Written instruction.
Copy the items below word for word, starting at the line that contains "In this exercise you will indicate the foal's mane" and ending at the line that contains "[(704, 534)]", with both of those lines included.

++++ Records for the task

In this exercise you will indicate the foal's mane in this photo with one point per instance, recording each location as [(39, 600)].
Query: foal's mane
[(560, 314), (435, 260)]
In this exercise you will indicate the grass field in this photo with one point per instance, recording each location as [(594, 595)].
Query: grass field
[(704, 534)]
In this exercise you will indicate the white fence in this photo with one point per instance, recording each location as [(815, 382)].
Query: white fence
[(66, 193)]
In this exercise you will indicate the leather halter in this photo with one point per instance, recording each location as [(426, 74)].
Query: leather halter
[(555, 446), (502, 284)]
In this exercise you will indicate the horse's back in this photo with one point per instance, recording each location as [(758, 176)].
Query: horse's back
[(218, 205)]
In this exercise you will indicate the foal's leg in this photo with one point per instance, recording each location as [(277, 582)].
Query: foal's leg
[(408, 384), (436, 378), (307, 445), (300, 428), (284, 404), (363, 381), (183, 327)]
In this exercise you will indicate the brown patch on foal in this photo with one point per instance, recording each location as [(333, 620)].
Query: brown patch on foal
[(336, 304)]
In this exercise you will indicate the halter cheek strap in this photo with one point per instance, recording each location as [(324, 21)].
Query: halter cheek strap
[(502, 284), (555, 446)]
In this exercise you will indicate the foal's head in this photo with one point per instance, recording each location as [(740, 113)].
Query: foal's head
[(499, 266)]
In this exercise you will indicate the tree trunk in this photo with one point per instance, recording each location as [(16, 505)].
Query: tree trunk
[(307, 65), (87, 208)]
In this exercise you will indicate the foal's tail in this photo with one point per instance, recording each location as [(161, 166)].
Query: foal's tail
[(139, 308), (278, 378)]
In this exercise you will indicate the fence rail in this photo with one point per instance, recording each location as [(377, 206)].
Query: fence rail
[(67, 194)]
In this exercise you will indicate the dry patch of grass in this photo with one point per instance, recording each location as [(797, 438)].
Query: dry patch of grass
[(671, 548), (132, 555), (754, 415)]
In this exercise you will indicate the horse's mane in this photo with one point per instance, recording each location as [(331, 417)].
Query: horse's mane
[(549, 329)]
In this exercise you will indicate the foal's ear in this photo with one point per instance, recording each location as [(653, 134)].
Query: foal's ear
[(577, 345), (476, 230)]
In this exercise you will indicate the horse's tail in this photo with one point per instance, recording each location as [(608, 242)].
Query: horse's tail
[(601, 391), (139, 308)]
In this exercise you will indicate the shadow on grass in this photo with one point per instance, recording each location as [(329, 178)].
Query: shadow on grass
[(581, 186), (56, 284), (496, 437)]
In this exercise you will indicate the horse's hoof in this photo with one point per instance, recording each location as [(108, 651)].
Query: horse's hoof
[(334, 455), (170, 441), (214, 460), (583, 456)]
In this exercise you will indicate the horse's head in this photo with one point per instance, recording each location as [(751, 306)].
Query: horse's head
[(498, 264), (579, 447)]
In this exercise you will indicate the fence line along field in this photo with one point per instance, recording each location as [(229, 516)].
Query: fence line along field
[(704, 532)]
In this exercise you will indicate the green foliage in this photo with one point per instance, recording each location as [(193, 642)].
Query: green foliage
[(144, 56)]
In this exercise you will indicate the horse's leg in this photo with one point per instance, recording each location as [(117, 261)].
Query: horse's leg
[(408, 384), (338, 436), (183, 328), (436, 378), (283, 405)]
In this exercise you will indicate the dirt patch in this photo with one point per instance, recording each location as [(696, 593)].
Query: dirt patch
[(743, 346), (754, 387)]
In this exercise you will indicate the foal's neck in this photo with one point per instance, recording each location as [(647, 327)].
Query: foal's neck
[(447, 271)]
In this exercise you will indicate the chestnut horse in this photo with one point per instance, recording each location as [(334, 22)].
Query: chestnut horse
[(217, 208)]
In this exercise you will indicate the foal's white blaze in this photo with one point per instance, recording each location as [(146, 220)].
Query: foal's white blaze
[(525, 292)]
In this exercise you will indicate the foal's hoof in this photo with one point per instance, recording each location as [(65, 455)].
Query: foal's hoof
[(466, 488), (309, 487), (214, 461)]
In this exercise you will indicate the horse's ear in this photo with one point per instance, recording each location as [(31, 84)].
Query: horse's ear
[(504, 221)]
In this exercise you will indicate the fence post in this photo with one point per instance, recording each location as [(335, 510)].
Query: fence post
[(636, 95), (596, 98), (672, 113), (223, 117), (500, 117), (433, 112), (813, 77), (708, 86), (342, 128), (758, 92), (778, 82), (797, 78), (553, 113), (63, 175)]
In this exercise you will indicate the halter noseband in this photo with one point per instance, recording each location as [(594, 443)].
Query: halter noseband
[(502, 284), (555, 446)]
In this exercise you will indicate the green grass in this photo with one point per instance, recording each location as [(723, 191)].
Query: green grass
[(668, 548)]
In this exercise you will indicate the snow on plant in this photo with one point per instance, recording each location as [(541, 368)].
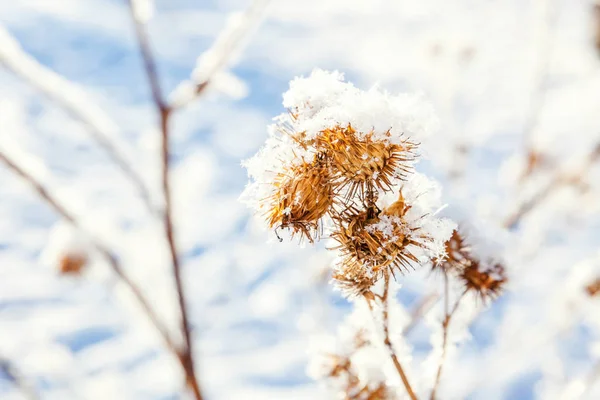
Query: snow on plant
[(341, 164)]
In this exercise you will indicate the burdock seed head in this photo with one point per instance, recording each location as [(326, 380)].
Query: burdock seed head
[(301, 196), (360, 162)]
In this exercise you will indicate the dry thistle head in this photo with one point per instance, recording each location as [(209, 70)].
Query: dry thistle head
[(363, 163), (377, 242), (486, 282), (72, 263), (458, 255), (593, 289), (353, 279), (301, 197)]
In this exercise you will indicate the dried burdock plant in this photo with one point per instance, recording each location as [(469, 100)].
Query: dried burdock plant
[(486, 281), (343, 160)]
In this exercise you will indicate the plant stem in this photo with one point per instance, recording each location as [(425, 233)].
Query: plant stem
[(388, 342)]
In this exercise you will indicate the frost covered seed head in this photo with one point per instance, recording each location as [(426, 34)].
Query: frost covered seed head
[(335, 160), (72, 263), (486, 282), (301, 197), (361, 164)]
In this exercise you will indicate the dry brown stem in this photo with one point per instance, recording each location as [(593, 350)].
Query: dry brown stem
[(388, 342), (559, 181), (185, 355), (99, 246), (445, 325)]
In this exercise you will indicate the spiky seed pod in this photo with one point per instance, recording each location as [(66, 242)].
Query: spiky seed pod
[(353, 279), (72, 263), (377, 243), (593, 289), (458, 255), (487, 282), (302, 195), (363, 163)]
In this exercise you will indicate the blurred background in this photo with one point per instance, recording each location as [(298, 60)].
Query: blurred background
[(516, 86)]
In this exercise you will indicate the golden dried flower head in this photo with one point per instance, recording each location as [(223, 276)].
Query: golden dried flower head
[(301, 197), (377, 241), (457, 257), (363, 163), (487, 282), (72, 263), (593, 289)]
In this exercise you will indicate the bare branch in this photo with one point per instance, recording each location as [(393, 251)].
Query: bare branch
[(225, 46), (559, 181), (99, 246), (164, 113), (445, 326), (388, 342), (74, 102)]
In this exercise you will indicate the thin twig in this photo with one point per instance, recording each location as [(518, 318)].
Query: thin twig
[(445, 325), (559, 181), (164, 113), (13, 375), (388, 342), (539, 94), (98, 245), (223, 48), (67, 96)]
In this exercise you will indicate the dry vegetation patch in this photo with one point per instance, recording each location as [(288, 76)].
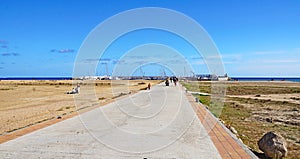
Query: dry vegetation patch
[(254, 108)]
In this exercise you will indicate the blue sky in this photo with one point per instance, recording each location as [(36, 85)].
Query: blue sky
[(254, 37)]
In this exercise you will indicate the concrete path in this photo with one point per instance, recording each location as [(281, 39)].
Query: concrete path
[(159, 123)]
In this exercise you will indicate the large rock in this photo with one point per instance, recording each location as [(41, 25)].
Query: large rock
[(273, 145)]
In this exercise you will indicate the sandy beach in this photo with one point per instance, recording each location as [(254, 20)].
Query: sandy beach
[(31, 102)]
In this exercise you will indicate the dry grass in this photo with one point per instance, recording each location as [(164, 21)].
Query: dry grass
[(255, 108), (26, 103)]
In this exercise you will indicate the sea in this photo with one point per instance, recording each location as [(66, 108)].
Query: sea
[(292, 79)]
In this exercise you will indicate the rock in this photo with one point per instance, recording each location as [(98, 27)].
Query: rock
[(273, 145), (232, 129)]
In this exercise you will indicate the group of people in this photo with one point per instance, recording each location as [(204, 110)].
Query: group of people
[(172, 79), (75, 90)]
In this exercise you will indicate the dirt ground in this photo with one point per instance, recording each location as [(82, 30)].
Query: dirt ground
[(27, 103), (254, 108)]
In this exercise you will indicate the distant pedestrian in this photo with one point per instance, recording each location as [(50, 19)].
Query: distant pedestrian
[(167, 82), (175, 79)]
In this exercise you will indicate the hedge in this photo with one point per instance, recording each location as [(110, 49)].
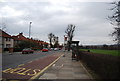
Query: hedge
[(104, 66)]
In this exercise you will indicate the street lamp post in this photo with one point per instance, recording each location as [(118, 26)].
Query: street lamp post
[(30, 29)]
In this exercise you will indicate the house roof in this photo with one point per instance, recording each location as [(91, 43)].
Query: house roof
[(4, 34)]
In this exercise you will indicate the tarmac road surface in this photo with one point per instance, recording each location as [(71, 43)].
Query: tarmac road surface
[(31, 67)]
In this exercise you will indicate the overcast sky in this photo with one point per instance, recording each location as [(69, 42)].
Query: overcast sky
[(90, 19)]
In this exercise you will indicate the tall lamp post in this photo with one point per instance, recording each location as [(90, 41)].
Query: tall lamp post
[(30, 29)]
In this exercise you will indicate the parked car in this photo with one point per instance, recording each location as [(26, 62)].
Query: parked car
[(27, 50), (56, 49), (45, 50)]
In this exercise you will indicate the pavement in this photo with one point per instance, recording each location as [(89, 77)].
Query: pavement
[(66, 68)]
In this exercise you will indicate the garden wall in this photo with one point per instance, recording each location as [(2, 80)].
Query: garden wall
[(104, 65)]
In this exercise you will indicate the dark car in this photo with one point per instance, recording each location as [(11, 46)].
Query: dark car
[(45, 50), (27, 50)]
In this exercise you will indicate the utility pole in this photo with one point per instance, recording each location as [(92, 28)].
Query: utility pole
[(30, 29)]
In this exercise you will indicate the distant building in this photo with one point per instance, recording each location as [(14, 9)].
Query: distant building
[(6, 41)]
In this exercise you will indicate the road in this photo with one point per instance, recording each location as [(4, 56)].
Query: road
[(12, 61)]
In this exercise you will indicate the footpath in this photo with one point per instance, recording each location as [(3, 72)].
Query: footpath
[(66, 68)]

++++++++
++++ Records for the task

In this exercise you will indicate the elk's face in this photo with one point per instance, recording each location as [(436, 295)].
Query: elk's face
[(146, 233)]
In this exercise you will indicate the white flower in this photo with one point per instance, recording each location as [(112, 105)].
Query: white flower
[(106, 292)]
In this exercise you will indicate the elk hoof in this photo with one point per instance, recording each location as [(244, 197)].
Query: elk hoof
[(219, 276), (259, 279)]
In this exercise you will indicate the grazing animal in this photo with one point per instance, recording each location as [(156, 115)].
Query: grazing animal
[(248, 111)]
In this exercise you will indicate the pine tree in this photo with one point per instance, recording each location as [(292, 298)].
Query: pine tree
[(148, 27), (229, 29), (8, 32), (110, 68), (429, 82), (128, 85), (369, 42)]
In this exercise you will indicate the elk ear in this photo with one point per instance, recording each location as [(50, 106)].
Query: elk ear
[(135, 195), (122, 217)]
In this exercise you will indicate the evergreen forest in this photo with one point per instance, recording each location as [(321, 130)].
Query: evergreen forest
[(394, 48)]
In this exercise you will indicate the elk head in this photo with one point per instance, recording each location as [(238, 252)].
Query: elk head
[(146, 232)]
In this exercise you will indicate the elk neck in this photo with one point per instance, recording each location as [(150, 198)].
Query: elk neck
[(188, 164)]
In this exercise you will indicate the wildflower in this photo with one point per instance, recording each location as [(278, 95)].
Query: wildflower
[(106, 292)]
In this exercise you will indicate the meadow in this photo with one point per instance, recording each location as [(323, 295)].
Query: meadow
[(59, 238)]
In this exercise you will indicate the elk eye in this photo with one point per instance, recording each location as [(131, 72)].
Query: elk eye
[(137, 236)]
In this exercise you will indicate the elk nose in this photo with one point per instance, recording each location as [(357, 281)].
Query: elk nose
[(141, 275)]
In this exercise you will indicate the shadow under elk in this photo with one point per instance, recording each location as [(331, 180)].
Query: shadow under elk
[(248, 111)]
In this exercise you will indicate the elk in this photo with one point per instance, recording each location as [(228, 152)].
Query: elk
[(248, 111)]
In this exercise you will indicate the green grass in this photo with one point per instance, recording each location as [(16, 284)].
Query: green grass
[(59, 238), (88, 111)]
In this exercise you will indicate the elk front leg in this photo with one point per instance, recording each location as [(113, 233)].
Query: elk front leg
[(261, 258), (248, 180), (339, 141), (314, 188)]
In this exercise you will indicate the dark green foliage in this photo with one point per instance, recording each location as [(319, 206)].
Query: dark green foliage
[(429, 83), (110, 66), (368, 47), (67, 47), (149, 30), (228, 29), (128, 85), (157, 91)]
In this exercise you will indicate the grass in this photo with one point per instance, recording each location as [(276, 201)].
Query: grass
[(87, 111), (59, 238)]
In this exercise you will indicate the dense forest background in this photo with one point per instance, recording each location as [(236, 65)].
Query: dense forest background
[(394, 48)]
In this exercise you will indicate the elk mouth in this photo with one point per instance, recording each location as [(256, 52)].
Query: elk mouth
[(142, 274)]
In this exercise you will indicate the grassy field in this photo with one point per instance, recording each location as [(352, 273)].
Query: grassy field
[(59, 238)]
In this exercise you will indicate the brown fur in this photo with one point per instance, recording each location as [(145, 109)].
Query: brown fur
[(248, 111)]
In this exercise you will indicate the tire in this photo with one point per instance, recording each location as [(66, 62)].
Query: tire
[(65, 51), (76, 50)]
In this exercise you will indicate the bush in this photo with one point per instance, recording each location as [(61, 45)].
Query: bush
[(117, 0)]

++++++++
++++ Records for the task

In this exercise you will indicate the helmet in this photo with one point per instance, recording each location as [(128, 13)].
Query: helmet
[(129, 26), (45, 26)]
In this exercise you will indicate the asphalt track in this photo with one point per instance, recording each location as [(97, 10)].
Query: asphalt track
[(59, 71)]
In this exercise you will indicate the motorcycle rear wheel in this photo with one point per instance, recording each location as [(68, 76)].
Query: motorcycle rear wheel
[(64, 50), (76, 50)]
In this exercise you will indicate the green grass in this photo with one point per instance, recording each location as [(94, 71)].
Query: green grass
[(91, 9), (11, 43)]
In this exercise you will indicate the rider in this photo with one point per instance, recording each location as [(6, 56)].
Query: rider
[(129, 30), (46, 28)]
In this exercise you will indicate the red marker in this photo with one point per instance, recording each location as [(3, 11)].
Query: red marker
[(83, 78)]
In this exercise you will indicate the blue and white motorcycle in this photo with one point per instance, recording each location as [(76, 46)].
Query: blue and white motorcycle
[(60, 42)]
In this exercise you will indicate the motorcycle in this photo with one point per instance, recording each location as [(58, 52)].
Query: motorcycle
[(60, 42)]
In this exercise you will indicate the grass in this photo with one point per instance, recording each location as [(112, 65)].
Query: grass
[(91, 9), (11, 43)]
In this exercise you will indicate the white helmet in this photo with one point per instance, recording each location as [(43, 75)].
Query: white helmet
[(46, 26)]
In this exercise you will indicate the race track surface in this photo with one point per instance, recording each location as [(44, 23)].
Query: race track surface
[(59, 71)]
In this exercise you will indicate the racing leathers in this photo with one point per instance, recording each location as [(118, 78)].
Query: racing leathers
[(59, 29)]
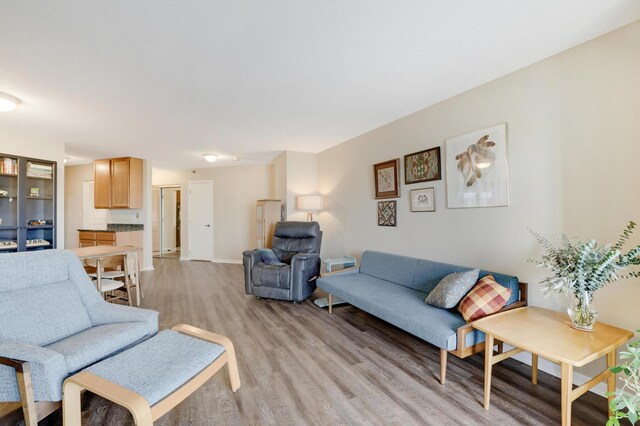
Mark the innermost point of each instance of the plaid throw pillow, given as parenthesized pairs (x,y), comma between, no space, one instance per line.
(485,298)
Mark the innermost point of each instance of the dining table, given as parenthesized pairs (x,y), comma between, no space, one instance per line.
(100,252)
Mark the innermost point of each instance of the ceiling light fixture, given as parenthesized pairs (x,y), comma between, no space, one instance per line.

++++++++

Correct answer.
In this exercise you will indicate the foal's mane in this photo with one point per instance, recording each location as [(39, 600)].
Query: foal's mane
[(560, 314), (435, 260)]
In this exercise you will indicate the grass field in this photo with one point per instance, recording each location as [(594, 595)].
Query: grass field
[(704, 534)]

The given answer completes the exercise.